» **Goal**
Copy the entries below word for word, leaving out the pictures.

Bounding-box entries:
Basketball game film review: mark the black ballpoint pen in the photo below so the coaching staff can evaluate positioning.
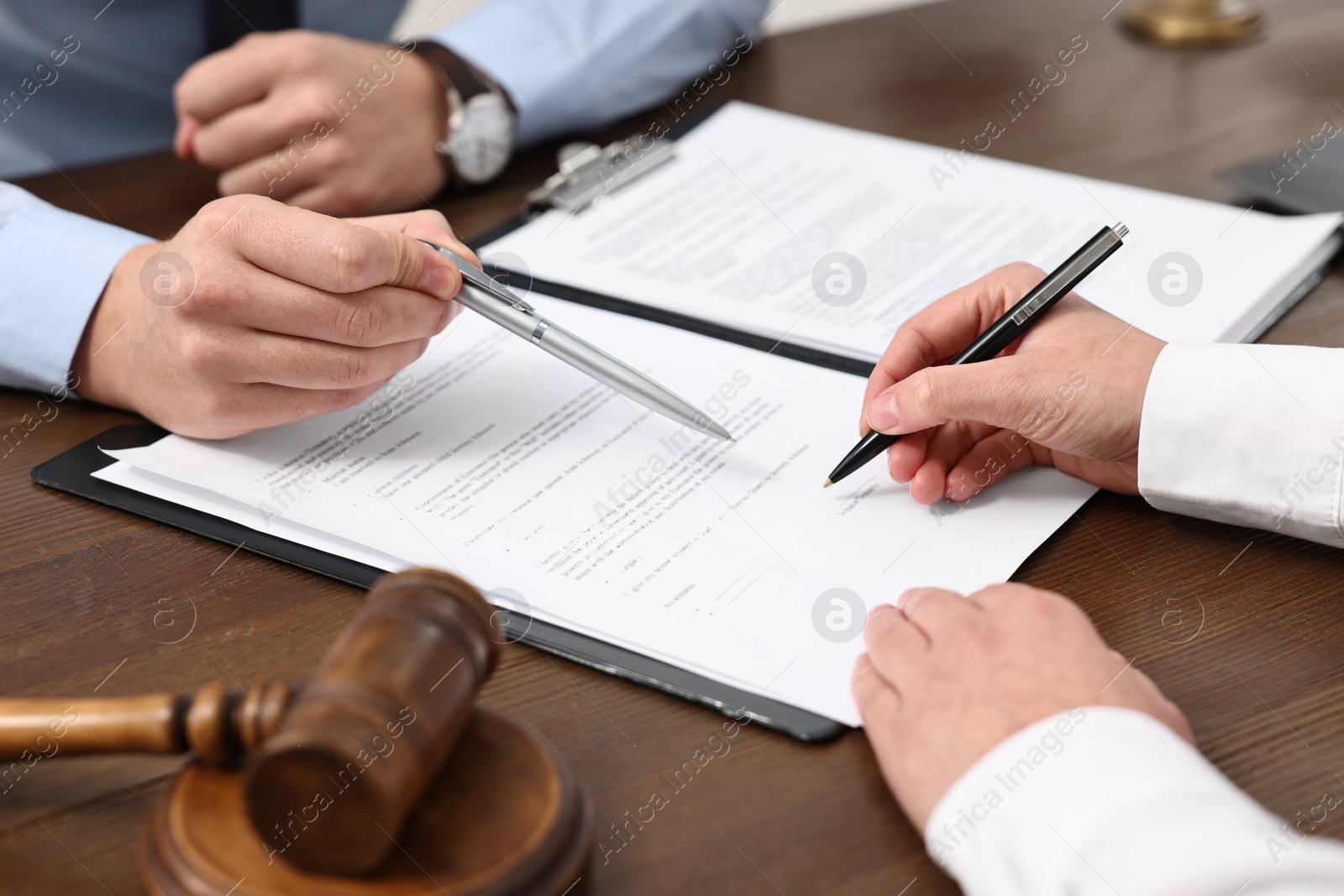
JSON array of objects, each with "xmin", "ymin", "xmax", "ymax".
[{"xmin": 822, "ymin": 224, "xmax": 1129, "ymax": 488}]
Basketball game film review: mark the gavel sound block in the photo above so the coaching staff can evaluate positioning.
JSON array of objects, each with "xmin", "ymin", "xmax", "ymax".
[{"xmin": 0, "ymin": 569, "xmax": 593, "ymax": 896}]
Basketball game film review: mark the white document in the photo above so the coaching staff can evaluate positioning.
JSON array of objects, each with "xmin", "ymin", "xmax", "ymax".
[
  {"xmin": 98, "ymin": 297, "xmax": 1094, "ymax": 724},
  {"xmin": 480, "ymin": 102, "xmax": 1341, "ymax": 360}
]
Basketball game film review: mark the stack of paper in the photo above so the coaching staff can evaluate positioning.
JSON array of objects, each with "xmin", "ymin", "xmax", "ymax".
[
  {"xmin": 481, "ymin": 103, "xmax": 1341, "ymax": 360},
  {"xmin": 89, "ymin": 106, "xmax": 1337, "ymax": 724}
]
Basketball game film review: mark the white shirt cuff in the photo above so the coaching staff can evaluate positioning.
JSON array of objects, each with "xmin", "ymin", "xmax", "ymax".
[
  {"xmin": 925, "ymin": 706, "xmax": 1344, "ymax": 896},
  {"xmin": 1138, "ymin": 343, "xmax": 1344, "ymax": 547}
]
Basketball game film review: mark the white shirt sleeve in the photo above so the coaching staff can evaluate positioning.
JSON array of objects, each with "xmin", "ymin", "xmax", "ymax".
[
  {"xmin": 925, "ymin": 706, "xmax": 1344, "ymax": 896},
  {"xmin": 1138, "ymin": 343, "xmax": 1344, "ymax": 547},
  {"xmin": 0, "ymin": 183, "xmax": 150, "ymax": 394}
]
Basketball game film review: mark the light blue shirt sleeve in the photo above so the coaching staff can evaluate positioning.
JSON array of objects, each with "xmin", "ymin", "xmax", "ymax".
[
  {"xmin": 434, "ymin": 0, "xmax": 768, "ymax": 145},
  {"xmin": 0, "ymin": 183, "xmax": 152, "ymax": 391}
]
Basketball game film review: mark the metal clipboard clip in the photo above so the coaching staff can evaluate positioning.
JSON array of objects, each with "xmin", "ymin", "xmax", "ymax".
[{"xmin": 522, "ymin": 134, "xmax": 676, "ymax": 217}]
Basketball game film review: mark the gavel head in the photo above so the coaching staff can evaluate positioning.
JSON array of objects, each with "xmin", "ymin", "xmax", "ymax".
[{"xmin": 244, "ymin": 569, "xmax": 502, "ymax": 874}]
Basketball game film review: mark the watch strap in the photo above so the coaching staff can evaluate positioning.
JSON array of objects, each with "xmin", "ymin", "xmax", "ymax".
[{"xmin": 412, "ymin": 40, "xmax": 492, "ymax": 102}]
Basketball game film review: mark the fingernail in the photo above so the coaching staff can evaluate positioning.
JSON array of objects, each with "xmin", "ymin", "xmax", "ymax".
[
  {"xmin": 419, "ymin": 265, "xmax": 455, "ymax": 298},
  {"xmin": 869, "ymin": 395, "xmax": 899, "ymax": 432}
]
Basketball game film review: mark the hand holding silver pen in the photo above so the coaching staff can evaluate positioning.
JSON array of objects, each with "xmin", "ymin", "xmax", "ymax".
[{"xmin": 428, "ymin": 244, "xmax": 734, "ymax": 442}]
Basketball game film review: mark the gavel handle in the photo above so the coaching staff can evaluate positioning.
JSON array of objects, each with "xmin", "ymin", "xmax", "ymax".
[{"xmin": 0, "ymin": 681, "xmax": 300, "ymax": 766}]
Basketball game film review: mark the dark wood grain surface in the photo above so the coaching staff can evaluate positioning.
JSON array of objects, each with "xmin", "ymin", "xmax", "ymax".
[{"xmin": 0, "ymin": 0, "xmax": 1344, "ymax": 896}]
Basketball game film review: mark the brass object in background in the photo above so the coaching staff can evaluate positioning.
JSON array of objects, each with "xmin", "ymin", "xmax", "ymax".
[{"xmin": 1121, "ymin": 0, "xmax": 1261, "ymax": 47}]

» **Solution for this problem**
Basketball game film review: mark the black ballpoint pen in the photo below so the coaching staff can evaluate positioning.
JSON array of objects, each with "xmin", "ymin", "xmax", "ymax".
[{"xmin": 822, "ymin": 224, "xmax": 1129, "ymax": 488}]
Basketball game film review: mark the gavel sound block in the photo above so the coaching staff can evaluate positioning.
JSON array of objects, each with "xmin", "ymin", "xmax", "ymax".
[{"xmin": 0, "ymin": 569, "xmax": 593, "ymax": 896}]
Basketball game film review: mark the white document in the photo above so the coaching staff can evaluate positioning.
JSON array of objects, each with "xmin", "ymin", "xmax", "ymax".
[
  {"xmin": 98, "ymin": 297, "xmax": 1094, "ymax": 724},
  {"xmin": 480, "ymin": 102, "xmax": 1341, "ymax": 360}
]
Basketball game film review: mark the stack of paper in the photo above so the coaching staff can evaluate positioning.
JSON array of objects, each with "xmin", "ymin", "xmax", "ymax".
[
  {"xmin": 481, "ymin": 103, "xmax": 1341, "ymax": 360},
  {"xmin": 89, "ymin": 106, "xmax": 1337, "ymax": 724}
]
Basketball game film review: mark the white shirt cuff in the photo above so the coaching staff can evaluate positioning.
JSON array of objects, each with "xmin", "ymin", "xmax", "ymax".
[
  {"xmin": 925, "ymin": 706, "xmax": 1344, "ymax": 896},
  {"xmin": 1138, "ymin": 343, "xmax": 1344, "ymax": 547}
]
Basketball game film review: mark the white shirt sleeve in the photo above so the coaching staff can evaluate positioning.
JSON array of objects, each with "xmin", "ymin", "xmax", "ymax".
[
  {"xmin": 925, "ymin": 706, "xmax": 1344, "ymax": 896},
  {"xmin": 1138, "ymin": 343, "xmax": 1344, "ymax": 547},
  {"xmin": 0, "ymin": 183, "xmax": 150, "ymax": 394}
]
Basketball game film review: mark the light blue shirt sleeve in the photo above so the coaching staff can evaluate positioning.
JSON array of objects, each with "xmin", "ymin", "xmax", "ymax".
[
  {"xmin": 434, "ymin": 0, "xmax": 768, "ymax": 145},
  {"xmin": 0, "ymin": 183, "xmax": 152, "ymax": 391}
]
Basketball game film review: mark the metal clipboard clip in the photo above so the coaching staff can evaluate positioning.
JSON array of objects, each with "xmin", "ymin", "xmax", "ymax".
[{"xmin": 522, "ymin": 134, "xmax": 676, "ymax": 217}]
Basketball game film review: mark the gavel head in the photo above so the coaching staff can evaluate positioning.
JSON array of objects, each with "xmin", "ymin", "xmax", "ymax".
[{"xmin": 244, "ymin": 569, "xmax": 502, "ymax": 874}]
Basketball game film review: mark the watch strap in the photo above so the coaching staff can evaluate positioning.
JSON array of objects, each with "xmin", "ymin", "xmax", "ymax".
[{"xmin": 412, "ymin": 40, "xmax": 492, "ymax": 102}]
Basketball game film review: mark the fingernail in the photo above so the coaching staff can evaluate positioning.
JSON array of objects, each with "xmin", "ymin", "xmax", "ymax".
[
  {"xmin": 419, "ymin": 265, "xmax": 455, "ymax": 298},
  {"xmin": 869, "ymin": 395, "xmax": 899, "ymax": 432}
]
Basketball game film review: mark the hand holding silver pen in the photo above so the coaching staff can evaluate positioning.
JSON array of objects, each with "xmin", "ymin", "xmax", "ymax".
[{"xmin": 428, "ymin": 244, "xmax": 734, "ymax": 442}]
Basketball game film review: mark the gavel handle in the photo above so the coaching staff can evaluate positioning.
JSON array of objects, each with "xmin", "ymin", "xmax", "ymax".
[{"xmin": 0, "ymin": 681, "xmax": 300, "ymax": 766}]
Basketball game film review: mark the dark wood grain surface in the photo above so the coaching staff can evaluate positioning.
JSON array of objects, each with "xmin", "ymin", "xmax", "ymax".
[{"xmin": 0, "ymin": 0, "xmax": 1344, "ymax": 896}]
Basketball game film review: mark the brass object in background in the photo above so the coaching staff can evaluate positioning.
JSON array of objects, each with "xmin", "ymin", "xmax", "ymax".
[{"xmin": 1121, "ymin": 0, "xmax": 1261, "ymax": 47}]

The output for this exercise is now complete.